▶ _Trecho para leitura_

━━━

Com o tempo, Nino entendeu que seu lar era todo o condomínio, e no bloco em que fica o apartamento em que moramos passou a visitar quase todos os vizinhos, em especial o casal de vizinhos da Wanessa, que ficou quatro anos em Corumbá: o Rafael e a Mariana, que nos contaram que quando ele recebeu mensagem sobre a eternização do seu Avô e o Nino estava em seu apartamento, repentinamente o gatinho subiu no colo dele, como quem quisesse consolá-lo, e assim permaneceu por algum tempo. Quando se despediram de nós (e de Nino), ao retornar para a cidade de origem, eles pediram para que não os deixássemos sem notícias do Amiguinho.

━━━

(Descrições de regiões em linguagem natural)
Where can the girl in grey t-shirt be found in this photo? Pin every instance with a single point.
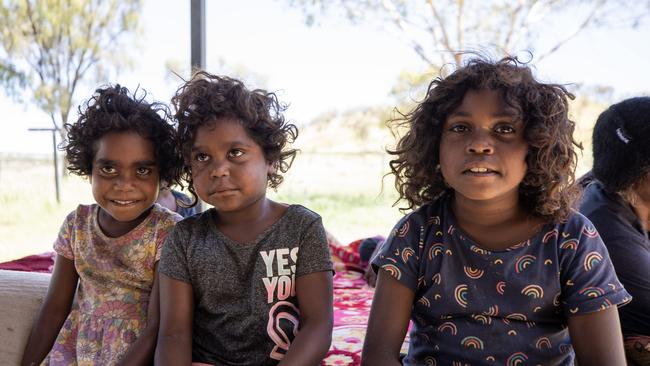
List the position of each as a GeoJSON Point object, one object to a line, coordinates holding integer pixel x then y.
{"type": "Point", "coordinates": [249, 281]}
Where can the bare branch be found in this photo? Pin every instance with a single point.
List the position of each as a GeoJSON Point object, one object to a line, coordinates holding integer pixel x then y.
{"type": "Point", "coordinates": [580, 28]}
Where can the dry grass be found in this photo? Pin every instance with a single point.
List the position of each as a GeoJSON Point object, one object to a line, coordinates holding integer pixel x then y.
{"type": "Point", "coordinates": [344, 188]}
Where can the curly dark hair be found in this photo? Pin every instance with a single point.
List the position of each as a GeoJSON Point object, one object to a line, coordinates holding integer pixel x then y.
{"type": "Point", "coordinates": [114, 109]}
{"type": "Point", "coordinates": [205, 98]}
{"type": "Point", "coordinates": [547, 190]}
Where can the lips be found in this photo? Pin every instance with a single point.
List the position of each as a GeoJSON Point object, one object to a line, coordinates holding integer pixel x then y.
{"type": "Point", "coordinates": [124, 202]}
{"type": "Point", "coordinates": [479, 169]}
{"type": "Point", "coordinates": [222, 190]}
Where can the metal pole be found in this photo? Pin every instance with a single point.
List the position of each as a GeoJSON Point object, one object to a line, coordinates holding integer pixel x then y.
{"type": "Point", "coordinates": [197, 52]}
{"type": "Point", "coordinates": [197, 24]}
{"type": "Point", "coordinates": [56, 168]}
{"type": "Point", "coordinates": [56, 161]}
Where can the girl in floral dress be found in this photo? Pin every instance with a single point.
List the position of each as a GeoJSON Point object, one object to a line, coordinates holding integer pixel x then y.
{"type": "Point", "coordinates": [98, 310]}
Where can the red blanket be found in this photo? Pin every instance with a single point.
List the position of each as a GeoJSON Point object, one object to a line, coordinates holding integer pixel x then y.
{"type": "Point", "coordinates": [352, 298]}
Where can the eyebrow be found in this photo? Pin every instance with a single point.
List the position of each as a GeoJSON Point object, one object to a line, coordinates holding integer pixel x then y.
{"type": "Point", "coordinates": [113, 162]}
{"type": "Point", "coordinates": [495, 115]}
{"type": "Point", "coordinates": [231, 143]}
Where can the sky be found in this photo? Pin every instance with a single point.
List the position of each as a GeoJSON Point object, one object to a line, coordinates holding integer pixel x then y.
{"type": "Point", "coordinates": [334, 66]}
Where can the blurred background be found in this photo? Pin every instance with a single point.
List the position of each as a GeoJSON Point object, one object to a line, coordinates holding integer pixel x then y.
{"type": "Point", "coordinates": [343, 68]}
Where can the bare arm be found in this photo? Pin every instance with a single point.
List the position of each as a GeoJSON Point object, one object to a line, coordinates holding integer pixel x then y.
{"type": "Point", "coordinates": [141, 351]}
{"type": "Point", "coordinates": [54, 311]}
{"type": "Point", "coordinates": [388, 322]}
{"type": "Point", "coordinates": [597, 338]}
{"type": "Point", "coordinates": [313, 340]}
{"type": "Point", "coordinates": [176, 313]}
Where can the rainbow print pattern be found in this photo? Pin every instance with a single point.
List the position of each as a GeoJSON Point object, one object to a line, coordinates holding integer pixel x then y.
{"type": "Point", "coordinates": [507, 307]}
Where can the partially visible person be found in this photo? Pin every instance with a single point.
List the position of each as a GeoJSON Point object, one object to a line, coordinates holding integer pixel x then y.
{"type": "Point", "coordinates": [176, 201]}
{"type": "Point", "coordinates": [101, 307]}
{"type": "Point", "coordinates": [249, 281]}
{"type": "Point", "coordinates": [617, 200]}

━━━

Transcreva do trecho sobre o gato Nino a parte que começa em "Com o tempo, Nino" e termina em "notícias do Amiguinho.". Os registros são um material à parte e não têm relação com o trecho.

Com o tempo, Nino entendeu que seu lar era todo o condomínio, e no bloco em que fica o apartamento em que moramos passou a visitar quase todos os vizinhos, em especial o casal de vizinhos da Wanessa, que ficou quatro anos em Corumbá: o Rafael e a Mariana, que nos contaram que quando ele recebeu mensagem sobre a eternização do seu Avô e o Nino estava em seu apartamento, repentinamente o gatinho subiu no colo dele, como quem quisesse consolá-lo, e assim permaneceu por algum tempo. Quando se despediram de nós (e de Nino), ao retornar para a cidade de origem, eles pediram para que não os deixássemos sem notícias do Amiguinho.